**Saved data entries**
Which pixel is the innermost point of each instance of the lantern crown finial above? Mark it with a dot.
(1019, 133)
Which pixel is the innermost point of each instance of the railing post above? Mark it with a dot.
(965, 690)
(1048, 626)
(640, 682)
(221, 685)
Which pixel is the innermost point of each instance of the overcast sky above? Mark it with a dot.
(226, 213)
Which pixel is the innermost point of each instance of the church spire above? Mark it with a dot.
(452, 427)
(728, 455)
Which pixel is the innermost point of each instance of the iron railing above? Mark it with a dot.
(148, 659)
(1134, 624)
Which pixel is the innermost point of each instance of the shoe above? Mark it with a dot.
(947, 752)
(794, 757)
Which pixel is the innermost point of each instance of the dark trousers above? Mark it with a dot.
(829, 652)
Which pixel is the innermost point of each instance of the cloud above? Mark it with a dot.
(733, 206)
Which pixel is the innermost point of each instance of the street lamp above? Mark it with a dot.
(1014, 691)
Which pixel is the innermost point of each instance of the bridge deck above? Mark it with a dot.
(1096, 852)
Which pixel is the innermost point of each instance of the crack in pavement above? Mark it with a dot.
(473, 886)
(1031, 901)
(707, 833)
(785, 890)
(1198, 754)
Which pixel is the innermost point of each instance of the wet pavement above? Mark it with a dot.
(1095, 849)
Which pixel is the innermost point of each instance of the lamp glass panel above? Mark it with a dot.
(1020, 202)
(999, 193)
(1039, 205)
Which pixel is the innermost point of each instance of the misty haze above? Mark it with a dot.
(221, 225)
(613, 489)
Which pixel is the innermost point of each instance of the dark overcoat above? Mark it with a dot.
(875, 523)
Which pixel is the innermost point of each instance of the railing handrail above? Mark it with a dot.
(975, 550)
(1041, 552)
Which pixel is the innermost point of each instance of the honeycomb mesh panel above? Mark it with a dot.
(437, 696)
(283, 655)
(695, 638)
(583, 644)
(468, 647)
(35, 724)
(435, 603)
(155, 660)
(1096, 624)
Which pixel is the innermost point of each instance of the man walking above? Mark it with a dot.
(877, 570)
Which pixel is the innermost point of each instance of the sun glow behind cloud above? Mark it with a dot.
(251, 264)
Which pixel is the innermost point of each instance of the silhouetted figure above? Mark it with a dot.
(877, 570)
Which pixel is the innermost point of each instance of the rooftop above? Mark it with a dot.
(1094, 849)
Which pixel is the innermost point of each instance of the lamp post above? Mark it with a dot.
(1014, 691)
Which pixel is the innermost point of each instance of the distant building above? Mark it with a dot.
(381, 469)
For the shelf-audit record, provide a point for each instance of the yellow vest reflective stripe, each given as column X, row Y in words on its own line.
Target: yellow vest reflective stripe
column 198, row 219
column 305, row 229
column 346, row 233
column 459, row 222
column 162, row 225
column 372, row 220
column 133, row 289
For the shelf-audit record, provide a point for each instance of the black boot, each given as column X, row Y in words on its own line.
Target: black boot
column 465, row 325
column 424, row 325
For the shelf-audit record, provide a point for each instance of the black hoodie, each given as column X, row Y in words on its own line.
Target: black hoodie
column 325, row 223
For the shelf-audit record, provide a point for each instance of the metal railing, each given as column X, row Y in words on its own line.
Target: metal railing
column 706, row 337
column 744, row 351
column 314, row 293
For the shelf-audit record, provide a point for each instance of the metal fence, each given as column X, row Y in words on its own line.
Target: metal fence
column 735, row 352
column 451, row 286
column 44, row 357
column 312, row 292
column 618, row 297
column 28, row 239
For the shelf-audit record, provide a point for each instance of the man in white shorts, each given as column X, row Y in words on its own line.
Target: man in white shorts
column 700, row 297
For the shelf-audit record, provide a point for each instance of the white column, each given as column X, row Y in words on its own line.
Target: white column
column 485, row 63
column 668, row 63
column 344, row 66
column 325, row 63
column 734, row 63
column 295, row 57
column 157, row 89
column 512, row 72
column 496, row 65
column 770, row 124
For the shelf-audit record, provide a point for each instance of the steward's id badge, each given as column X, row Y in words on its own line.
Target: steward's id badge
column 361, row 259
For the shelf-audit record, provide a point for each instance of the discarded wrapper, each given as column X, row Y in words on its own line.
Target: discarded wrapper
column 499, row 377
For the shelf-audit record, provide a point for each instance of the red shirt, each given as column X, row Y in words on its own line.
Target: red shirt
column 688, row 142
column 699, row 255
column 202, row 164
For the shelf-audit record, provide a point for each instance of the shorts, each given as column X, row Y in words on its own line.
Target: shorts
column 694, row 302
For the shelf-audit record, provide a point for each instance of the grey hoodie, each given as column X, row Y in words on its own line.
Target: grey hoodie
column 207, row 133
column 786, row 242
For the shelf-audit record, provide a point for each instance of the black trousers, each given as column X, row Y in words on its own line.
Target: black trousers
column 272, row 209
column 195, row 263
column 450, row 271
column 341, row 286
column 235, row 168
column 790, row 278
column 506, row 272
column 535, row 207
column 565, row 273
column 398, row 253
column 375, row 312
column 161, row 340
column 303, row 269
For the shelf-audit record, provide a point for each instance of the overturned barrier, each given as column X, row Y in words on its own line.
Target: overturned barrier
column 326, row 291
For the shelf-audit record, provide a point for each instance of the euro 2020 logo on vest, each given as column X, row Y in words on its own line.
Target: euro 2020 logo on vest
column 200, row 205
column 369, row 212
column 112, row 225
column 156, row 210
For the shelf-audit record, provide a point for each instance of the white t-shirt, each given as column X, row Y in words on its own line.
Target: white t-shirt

**About this task**
Whatever the number of entries above, each one is to be copied exactly.

**Exercise solution**
Which pixel is the innermost point of each instance of the lantern crown finial above? Mark it with a dot.
(1019, 133)
Which pixel is the innermost point of each instance of the railing post above? Mark it with a dot.
(965, 690)
(1048, 626)
(640, 682)
(221, 685)
Which pixel is the innermost point of each instance of the overcast sky above? Mark it with a dot.
(226, 213)
Which pixel is the innermost point of each instance of the church spire above? Mark it with a dot.
(452, 427)
(728, 455)
Which pixel is the innermost point of each instance of the iron railing above? Mark it with a dot.
(148, 659)
(1134, 624)
Which pixel is the innermost point of each instance of the shoe above? Mark it with a dot.
(947, 752)
(794, 757)
Which pixel is the innermost point of each instance of the dark trousers above? Mark it with a dot.
(829, 652)
Which pixel is the innermost point of each instance of the cloud above? Mark it with a dot.
(733, 206)
Which pixel is the innermost point of each instance of the street lamp above? Mark it with a dot.
(1014, 691)
Which pixel is the innermost point of each instance of the bridge deck above? Mark it with a dot.
(1096, 852)
Which pixel is the innermost point of each instance of the crack in pavement above? Mark it with a dot.
(473, 886)
(1031, 901)
(707, 833)
(785, 890)
(1198, 754)
Which pixel is the innermost point of each instance of the wet pavement above? Mark it with a dot.
(1095, 849)
Which pixel is the innermost point of each instance of the lamp glass panel above? Mark it with a dot.
(1020, 202)
(999, 193)
(1039, 205)
Which pixel is the innermost point of each instance of the misty haze above? Mark it with a dot.
(221, 225)
(613, 489)
Which pixel is the innermost point of each instance of the dark overcoat above? Mark it with a dot.
(875, 523)
Which pixel is the innermost point of each instance of the railing handrail above? Mark it with a dot.
(975, 550)
(1041, 552)
Which pixel is the innermost point of each instance of the honeycomb mesh panel above? Mark it with a dot.
(437, 696)
(283, 655)
(695, 638)
(583, 644)
(468, 647)
(35, 724)
(435, 603)
(155, 660)
(1096, 624)
Which pixel is the innermost point of each instance of the man walking above? Mark it with a dot.
(877, 570)
Which pixel is the innermost point of each instance of the sun glow behind cloud above? Mark it with a dot.
(251, 264)
Which pixel is the innermost point of each instance of the silhouetted figure above? Mark it with a dot.
(877, 570)
Which pixel is the innermost point of each instance of the rooftop above? Mark it with a dot.
(1094, 849)
Which pixel is the innermost point of each instance of the lamp post above? Mark it with a dot.
(1014, 691)
Which pixel is the innermost point of each instance of the distant building above? Mark it with a dot.
(381, 469)
For the shelf-audit record, provide a point for each instance of the yellow vest reflective stripe, each given as column X, row Y in words on its own line.
Target: yellow vest reflective stripe
column 198, row 219
column 305, row 229
column 346, row 233
column 459, row 222
column 162, row 225
column 372, row 220
column 133, row 289
For the shelf-audit record, provide a point for each instance of the black boot, each given as column X, row Y in words on its own line.
Target: black boot
column 465, row 325
column 424, row 325
For the shelf-audit record, provide a point for each instance of the black hoodie, each given as column X, row Y in words on its own line.
Target: black hoodie
column 325, row 223
For the shelf-audit record, provide a point for each instance of the metal railing, each given as column X, row Y in words on its own line.
Target: metal railing
column 706, row 337
column 744, row 351
column 314, row 293
For the shelf-audit record, provide a point for each instance of the metal fence, each given as column X, row Y in words on its own line.
Target: metal fence
column 735, row 352
column 451, row 286
column 44, row 357
column 312, row 292
column 618, row 297
column 28, row 239
For the shelf-audit record, provide a point for each instance of the man in white shorts, each given as column X, row Y in words on its own line.
Target: man in white shorts
column 700, row 297
For the shelf-audit record, provide a point for each instance of the white column, each given as column X, row Y in words on its own line.
Target: white column
column 485, row 63
column 668, row 63
column 344, row 66
column 325, row 63
column 734, row 63
column 295, row 57
column 157, row 89
column 512, row 72
column 496, row 65
column 770, row 124
For the shelf-audit record, provide a point for each instance of the steward's id badge, each given as column X, row Y in words on its own line.
Target: steward's id badge
column 361, row 259
For the shelf-audit record, provide a point for each instance of the discarded wrapper, each given as column X, row Y in words on its own line.
Target: discarded wrapper
column 499, row 377
For the shelf-audit record, provide a point for each instance of the red shirt, each given as column X, row Y in words on its own line.
Target: red shirt
column 688, row 142
column 699, row 255
column 202, row 164
For the shelf-audit record, provide a point for each instance of the shorts, each given as column X, row Y in words on its own line.
Target: shorts
column 694, row 302
For the shelf-audit record, provide a point for each instance of the grey hoodie, each given as column X, row Y in words on its own line.
Target: grey hoodie
column 207, row 133
column 786, row 242
For the shelf-audit record, provide a point for each instance of the black trousers, each given as column X, row Y in words on its own line.
Target: black trousers
column 272, row 209
column 195, row 263
column 450, row 271
column 341, row 286
column 235, row 168
column 790, row 278
column 506, row 272
column 535, row 207
column 565, row 273
column 398, row 253
column 375, row 312
column 161, row 340
column 303, row 269
For the shelf-audit record, provide a point for each instance of the overturned barrier, each given as column X, row Y in words on its own line.
Target: overturned barrier
column 326, row 291
For the shelf-audit record, provide a point for each instance of the euro 2020 logo on vest, each given as column X, row Y in words on its own line.
Target: euro 2020 logo on vest
column 200, row 205
column 369, row 212
column 112, row 225
column 156, row 210
For the shelf-audit record, provide a point for each instance of the white t-shirt, each given as column X, row Y in words on its own line.
Target: white t-shirt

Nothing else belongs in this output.